* **Challenge**: Copy out the lines of the material below word for word, starting at the line that contains "Find every instance of the chopped" and stopping after the line that contains "x=406 y=709". Leave the pictures out of your answer.

Records pointing to named objects
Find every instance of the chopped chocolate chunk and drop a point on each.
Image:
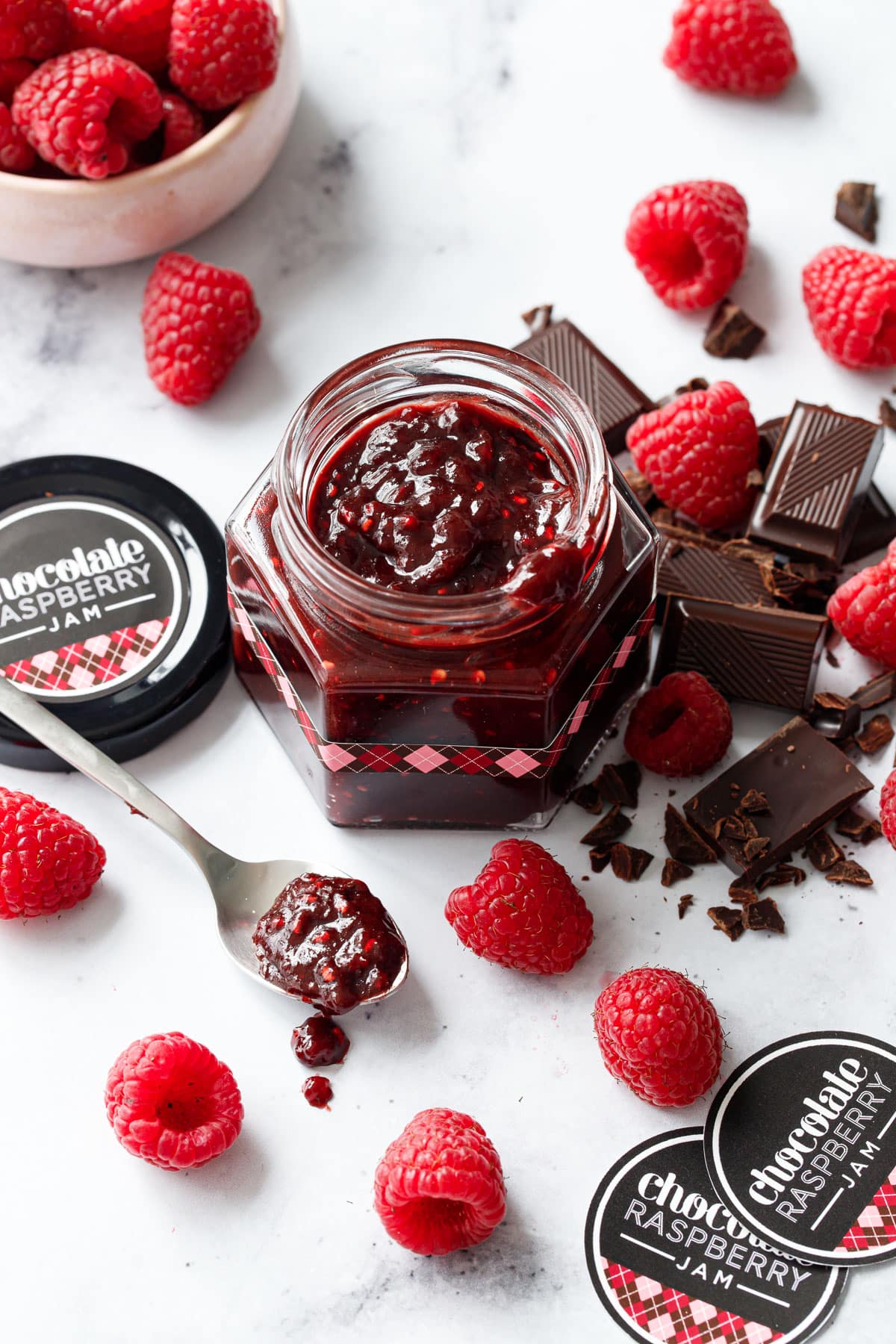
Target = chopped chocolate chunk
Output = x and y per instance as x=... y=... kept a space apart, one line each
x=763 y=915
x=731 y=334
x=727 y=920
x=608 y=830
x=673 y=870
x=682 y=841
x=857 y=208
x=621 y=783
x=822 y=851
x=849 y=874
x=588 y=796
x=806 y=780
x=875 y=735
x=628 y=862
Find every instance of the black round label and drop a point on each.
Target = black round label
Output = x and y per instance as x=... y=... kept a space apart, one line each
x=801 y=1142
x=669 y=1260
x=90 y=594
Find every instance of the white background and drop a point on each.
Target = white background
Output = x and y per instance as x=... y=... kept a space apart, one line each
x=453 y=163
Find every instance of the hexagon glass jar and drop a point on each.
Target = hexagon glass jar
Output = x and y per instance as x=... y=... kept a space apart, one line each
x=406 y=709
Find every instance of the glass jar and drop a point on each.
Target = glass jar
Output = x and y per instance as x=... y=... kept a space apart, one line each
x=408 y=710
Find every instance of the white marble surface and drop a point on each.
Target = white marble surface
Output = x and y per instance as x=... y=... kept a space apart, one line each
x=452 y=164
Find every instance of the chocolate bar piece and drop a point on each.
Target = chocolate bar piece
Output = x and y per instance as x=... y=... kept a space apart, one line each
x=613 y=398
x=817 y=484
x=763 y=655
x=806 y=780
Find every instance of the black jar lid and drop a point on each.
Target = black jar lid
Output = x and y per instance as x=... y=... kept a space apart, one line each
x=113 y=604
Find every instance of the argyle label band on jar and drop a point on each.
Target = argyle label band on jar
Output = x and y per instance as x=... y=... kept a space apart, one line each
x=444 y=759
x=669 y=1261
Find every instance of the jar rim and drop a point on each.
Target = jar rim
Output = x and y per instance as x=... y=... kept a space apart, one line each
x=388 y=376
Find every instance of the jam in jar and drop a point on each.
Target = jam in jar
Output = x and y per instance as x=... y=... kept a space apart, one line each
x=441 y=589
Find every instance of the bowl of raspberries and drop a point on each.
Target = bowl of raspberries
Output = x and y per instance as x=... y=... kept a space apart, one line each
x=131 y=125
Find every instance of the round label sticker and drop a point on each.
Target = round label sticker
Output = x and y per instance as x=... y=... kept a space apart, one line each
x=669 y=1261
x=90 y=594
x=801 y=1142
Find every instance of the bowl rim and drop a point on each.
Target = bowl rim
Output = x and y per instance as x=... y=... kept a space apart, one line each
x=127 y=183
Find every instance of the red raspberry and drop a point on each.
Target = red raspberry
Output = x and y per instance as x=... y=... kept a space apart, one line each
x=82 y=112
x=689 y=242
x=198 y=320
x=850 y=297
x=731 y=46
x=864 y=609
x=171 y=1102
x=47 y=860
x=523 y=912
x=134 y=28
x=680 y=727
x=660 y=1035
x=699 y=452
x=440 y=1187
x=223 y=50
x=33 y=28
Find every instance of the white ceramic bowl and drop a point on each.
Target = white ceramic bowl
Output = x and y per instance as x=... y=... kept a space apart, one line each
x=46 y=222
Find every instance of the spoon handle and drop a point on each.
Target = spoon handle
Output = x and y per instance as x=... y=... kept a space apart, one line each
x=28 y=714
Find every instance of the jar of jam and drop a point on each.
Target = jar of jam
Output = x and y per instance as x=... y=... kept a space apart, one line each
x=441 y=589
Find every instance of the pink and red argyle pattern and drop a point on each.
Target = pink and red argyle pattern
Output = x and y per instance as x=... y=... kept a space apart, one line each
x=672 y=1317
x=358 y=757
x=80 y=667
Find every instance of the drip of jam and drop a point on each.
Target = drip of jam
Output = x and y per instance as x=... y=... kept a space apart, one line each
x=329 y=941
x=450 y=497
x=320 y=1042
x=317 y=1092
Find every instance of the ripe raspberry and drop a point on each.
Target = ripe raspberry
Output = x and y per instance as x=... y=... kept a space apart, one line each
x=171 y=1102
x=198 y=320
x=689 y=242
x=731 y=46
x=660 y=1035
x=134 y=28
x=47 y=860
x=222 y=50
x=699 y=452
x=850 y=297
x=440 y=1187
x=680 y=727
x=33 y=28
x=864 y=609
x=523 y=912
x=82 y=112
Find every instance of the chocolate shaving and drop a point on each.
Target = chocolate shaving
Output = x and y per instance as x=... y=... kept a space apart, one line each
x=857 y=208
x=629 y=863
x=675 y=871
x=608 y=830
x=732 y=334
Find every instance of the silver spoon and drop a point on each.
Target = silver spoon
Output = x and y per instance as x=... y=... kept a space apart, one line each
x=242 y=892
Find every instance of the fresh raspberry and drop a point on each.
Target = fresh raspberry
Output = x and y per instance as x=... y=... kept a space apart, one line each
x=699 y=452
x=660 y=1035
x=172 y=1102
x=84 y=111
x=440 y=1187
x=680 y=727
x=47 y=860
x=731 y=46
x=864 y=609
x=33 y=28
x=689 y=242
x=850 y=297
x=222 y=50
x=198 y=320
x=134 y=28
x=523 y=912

...

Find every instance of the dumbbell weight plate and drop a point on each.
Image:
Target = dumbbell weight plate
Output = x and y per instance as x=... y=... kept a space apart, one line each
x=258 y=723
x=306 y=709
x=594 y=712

* **Response to this exercise**:
Find every instance of the chopped chocolate chunk and drop a point on each.
Image:
Target = chopped chocolate chunk
Output = x and y per instance as x=... y=... kept a space apart, one line each
x=763 y=915
x=731 y=334
x=727 y=920
x=608 y=830
x=673 y=870
x=682 y=841
x=857 y=208
x=621 y=783
x=822 y=851
x=849 y=874
x=588 y=796
x=806 y=780
x=875 y=735
x=628 y=862
Find every instance of the black round label and drop a point on each.
Target = black round label
Output = x and y per instance as x=... y=... kept a space apart, one line each
x=801 y=1142
x=669 y=1260
x=90 y=594
Find every instance of the white background and drop a point on each.
Target = white background
Output = x and y per instance as x=... y=... kept a space apart, one line each
x=453 y=163
Find every instance of the hexagon glass jar and drop a point on each.
Target = hexagon glass jar
Output = x and y per instance as x=... y=... kept a space apart, one line each
x=406 y=709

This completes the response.